(Data items)
________________________
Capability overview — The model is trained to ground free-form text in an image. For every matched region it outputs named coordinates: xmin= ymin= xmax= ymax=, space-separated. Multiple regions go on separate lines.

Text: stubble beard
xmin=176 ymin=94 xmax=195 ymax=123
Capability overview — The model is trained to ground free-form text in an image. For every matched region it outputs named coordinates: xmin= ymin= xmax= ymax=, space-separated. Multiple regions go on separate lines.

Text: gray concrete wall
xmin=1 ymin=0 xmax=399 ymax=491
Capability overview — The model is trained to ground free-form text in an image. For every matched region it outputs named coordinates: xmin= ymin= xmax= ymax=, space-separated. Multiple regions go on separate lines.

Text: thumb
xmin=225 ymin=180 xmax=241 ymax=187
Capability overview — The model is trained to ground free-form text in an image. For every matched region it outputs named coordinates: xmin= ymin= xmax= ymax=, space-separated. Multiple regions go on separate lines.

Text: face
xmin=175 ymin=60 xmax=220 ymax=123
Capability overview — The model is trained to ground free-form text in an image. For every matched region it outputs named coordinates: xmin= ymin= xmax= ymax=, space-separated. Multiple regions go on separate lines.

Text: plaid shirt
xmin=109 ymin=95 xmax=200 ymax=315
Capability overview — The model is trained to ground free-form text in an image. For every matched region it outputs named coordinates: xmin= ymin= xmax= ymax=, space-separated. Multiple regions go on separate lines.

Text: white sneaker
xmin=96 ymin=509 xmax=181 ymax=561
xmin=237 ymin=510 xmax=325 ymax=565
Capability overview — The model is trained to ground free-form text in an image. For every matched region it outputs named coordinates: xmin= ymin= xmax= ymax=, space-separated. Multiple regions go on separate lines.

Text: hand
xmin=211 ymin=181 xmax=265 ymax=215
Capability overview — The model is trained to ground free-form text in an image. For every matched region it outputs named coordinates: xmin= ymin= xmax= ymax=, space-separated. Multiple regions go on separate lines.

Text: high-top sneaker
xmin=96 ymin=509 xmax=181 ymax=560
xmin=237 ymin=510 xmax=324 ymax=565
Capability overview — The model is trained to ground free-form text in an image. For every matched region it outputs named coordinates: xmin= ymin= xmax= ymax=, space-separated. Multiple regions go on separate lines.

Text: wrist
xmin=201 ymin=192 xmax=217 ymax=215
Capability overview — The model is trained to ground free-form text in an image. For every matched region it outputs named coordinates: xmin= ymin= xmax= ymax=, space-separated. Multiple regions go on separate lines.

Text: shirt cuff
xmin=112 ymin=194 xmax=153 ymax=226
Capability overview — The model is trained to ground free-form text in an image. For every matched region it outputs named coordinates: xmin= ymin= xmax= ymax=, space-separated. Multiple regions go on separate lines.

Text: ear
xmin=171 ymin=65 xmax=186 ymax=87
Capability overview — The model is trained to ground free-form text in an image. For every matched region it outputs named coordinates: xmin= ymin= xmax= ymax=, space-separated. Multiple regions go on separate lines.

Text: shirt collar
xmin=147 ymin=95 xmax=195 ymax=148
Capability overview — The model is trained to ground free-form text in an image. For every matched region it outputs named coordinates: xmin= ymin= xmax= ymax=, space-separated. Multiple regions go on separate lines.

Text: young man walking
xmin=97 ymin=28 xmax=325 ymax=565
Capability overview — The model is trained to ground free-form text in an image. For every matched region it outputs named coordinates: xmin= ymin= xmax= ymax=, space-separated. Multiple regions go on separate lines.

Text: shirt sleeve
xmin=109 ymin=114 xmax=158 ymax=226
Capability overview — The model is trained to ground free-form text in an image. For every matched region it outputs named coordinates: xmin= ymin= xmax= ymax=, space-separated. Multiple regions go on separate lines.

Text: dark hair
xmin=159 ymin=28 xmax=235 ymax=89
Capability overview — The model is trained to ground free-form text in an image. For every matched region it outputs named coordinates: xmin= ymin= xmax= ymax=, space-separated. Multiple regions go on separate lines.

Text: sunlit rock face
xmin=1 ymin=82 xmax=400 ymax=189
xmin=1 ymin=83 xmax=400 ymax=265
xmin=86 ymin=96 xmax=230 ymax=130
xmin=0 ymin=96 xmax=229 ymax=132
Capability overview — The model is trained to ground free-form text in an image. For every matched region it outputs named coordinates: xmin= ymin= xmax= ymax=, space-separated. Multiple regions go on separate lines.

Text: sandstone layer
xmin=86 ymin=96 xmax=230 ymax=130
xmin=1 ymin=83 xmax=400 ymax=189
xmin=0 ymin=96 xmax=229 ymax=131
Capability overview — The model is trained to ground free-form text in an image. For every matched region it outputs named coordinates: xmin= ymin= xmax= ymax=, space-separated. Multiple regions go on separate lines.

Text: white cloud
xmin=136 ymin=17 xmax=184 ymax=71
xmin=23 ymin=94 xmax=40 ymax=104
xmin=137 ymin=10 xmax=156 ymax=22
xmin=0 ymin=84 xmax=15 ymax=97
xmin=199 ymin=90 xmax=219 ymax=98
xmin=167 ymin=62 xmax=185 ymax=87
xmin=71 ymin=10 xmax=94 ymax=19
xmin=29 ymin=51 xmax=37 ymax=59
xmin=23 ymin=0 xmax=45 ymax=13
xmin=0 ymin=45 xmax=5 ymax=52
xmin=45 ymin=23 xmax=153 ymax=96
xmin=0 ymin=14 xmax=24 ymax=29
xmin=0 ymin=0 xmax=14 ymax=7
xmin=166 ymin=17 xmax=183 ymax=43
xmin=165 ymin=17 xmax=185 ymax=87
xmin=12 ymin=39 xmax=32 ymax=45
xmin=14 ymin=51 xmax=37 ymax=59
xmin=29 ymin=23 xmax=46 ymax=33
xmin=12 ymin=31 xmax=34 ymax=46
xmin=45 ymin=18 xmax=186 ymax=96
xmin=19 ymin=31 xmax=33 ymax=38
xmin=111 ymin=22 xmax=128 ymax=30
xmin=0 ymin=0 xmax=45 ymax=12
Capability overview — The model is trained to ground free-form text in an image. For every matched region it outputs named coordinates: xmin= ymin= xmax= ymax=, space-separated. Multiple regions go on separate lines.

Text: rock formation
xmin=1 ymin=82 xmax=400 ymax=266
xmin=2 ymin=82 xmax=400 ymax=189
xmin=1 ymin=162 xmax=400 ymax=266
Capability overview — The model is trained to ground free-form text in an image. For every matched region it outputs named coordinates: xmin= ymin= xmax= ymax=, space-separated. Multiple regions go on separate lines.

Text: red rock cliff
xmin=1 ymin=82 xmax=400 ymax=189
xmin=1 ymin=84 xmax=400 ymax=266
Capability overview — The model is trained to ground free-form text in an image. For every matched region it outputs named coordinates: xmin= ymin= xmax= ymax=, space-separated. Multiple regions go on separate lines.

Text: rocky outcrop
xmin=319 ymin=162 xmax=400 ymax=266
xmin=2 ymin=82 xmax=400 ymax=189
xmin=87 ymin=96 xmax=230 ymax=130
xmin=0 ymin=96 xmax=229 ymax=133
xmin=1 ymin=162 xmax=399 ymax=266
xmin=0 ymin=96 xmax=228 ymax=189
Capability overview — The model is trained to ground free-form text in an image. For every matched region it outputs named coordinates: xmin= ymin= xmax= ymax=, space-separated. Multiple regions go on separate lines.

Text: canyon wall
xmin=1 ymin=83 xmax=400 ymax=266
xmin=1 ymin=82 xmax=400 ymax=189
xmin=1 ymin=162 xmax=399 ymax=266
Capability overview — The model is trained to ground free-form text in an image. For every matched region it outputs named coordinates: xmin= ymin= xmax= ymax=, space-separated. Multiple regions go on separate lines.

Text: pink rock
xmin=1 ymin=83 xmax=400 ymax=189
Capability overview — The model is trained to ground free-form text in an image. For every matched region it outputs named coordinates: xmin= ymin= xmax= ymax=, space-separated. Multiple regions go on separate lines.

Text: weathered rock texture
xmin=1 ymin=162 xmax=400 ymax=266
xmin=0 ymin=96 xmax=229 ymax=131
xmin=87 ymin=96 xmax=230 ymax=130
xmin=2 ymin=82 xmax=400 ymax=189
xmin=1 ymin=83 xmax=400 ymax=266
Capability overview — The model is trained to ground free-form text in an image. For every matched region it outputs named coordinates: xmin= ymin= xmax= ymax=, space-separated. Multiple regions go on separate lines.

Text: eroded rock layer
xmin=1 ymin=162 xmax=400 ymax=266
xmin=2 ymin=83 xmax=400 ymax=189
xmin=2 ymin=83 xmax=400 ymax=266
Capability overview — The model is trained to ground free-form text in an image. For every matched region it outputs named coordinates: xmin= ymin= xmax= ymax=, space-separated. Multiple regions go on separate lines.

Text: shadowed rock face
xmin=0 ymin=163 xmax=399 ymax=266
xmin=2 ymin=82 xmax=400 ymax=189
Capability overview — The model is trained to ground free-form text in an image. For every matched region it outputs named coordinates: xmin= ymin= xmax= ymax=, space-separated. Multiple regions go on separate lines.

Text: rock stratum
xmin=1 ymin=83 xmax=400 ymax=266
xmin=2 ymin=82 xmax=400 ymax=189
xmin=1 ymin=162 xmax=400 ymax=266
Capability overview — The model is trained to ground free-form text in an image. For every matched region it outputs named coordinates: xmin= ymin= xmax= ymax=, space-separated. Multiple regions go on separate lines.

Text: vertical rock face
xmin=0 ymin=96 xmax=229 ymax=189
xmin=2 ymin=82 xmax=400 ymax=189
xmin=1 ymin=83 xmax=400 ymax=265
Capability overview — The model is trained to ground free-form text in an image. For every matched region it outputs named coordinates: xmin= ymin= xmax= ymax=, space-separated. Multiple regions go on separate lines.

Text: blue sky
________________________
_EXERCISE PROMPT_:
Nothing should appear in the answer except the lines from the one with "Text: rock stratum" through the final line of the records, written exactly.

_WORKED SOLUTION_:
Text: rock stratum
xmin=1 ymin=83 xmax=400 ymax=266
xmin=2 ymin=82 xmax=400 ymax=189
xmin=1 ymin=162 xmax=400 ymax=266
Capability overview — The model is trained to ground free-form text in an image. For every matched region it outputs named coordinates: xmin= ymin= xmax= ymax=, space-separated. Multiple regions go on separate lines.

Text: vertical rock face
xmin=0 ymin=96 xmax=229 ymax=189
xmin=2 ymin=82 xmax=400 ymax=189
xmin=1 ymin=83 xmax=400 ymax=265
Capability overview — The model is trained to ground free-form text in an image. For every matched region it outputs named coordinates: xmin= ymin= xmax= ymax=, space-separated. Multiple regions go on separate lines.

Text: blue sky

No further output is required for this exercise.